- **Working data**
+++
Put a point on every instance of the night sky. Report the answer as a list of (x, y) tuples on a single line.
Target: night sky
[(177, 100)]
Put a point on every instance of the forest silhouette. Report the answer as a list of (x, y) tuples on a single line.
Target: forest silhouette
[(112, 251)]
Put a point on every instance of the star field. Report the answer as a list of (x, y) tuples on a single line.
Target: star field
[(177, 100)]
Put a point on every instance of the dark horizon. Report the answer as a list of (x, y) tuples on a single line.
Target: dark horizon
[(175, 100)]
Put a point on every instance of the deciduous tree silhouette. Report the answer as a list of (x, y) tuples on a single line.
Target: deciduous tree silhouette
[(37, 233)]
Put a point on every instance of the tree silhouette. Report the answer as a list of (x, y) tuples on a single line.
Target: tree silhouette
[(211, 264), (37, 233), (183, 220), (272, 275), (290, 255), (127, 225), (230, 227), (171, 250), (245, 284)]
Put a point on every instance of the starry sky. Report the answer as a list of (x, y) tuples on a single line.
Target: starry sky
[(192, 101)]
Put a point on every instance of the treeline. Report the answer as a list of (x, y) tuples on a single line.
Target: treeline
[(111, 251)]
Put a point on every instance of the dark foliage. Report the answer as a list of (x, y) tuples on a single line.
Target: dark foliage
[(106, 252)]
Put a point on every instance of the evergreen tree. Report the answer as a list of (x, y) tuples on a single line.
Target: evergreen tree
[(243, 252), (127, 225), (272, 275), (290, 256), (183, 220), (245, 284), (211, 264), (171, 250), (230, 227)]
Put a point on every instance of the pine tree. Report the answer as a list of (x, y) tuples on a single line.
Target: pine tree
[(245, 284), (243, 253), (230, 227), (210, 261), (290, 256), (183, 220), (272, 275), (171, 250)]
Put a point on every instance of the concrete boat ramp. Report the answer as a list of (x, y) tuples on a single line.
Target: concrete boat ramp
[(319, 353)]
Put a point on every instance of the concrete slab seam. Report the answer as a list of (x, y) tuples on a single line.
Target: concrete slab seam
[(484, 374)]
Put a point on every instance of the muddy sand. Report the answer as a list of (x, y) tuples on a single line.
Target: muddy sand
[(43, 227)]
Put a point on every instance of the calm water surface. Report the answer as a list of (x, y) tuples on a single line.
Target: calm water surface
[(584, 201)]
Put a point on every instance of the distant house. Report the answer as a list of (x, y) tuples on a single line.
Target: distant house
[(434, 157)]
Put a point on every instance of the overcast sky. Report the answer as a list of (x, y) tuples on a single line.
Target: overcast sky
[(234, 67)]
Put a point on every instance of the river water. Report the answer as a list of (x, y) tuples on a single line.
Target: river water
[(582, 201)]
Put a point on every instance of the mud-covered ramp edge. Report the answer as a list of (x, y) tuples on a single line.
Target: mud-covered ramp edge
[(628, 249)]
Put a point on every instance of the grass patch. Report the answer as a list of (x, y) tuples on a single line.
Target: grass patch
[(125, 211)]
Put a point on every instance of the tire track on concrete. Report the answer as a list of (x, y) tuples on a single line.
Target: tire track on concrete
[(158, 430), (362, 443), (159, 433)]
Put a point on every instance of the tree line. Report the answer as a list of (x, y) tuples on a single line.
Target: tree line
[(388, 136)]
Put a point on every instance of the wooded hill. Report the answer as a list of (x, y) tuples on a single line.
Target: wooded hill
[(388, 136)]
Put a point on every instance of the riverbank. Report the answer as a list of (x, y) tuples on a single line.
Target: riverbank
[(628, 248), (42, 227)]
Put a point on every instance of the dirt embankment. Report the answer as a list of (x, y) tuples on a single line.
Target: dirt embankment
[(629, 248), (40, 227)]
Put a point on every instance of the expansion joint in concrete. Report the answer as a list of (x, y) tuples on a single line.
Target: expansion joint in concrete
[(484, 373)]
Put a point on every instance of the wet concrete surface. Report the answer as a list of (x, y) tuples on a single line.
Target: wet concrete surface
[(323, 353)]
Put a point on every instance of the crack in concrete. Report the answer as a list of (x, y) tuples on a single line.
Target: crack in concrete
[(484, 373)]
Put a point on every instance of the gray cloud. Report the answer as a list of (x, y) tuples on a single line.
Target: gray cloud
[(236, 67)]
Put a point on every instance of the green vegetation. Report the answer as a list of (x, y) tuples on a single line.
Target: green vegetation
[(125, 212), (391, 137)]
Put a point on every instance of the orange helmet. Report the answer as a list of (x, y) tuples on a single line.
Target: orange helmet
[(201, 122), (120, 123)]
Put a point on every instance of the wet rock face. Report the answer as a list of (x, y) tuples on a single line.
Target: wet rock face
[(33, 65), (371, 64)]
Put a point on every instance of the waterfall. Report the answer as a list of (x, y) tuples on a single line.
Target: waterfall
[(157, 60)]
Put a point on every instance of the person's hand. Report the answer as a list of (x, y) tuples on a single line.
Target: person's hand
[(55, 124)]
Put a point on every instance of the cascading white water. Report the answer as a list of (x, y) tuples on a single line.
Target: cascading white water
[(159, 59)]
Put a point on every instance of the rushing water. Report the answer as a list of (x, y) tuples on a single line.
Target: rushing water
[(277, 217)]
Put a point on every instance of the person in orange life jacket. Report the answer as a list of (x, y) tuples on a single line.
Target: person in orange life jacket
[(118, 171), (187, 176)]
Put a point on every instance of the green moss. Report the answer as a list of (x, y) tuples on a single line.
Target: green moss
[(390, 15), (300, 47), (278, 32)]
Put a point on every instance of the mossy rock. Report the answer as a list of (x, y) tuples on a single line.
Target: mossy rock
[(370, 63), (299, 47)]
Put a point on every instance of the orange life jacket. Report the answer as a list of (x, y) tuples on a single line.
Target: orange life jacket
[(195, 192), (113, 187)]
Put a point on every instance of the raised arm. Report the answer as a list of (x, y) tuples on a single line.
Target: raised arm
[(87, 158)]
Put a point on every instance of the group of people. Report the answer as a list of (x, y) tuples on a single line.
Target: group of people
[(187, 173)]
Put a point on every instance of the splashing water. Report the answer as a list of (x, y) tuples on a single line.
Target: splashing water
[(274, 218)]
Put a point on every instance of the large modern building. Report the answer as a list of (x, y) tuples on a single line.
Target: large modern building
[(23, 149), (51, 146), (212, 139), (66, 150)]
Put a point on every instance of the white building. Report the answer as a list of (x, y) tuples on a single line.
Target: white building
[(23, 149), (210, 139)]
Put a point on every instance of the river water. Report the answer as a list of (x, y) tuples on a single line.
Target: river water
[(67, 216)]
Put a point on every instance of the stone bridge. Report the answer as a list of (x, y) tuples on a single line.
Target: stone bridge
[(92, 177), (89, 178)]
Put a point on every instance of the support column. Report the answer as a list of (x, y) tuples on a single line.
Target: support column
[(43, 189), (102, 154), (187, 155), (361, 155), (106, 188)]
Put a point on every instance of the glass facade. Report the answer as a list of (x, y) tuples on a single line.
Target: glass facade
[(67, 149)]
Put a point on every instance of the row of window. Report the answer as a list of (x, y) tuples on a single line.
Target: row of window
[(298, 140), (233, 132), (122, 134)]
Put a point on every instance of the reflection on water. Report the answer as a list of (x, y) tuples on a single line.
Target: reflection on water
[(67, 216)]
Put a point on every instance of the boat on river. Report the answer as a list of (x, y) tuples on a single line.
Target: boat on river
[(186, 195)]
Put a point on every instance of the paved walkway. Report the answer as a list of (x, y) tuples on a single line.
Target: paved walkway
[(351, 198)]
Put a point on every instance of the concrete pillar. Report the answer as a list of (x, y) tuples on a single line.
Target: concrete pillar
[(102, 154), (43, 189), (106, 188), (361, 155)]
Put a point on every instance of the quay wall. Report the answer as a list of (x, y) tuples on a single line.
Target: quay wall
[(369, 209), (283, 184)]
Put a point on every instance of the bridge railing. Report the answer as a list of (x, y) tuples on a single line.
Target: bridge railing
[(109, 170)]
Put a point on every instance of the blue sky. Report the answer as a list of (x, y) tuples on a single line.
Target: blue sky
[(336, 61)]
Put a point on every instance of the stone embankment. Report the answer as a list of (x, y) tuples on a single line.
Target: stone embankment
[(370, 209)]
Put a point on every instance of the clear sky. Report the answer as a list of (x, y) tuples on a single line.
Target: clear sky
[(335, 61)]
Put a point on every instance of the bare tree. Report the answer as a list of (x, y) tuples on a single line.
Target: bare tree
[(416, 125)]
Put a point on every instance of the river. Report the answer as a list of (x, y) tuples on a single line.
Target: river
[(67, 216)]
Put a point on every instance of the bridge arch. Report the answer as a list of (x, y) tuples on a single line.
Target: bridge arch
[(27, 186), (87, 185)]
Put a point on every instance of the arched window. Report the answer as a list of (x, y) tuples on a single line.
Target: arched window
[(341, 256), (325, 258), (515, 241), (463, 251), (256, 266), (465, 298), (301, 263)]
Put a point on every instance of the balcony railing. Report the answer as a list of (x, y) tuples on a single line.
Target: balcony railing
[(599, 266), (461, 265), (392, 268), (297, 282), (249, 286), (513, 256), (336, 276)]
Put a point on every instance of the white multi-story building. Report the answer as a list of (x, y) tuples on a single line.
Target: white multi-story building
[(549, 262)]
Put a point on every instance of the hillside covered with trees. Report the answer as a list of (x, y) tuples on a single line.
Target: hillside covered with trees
+++
- **Activity**
Report each line in the entries where the string "trees" occurs.

- **Answer for the task**
Put a point on every instance of the hillside covered with trees. Report the answer as a list of (x, y) tuples on a single line.
Target: hillside covered with trees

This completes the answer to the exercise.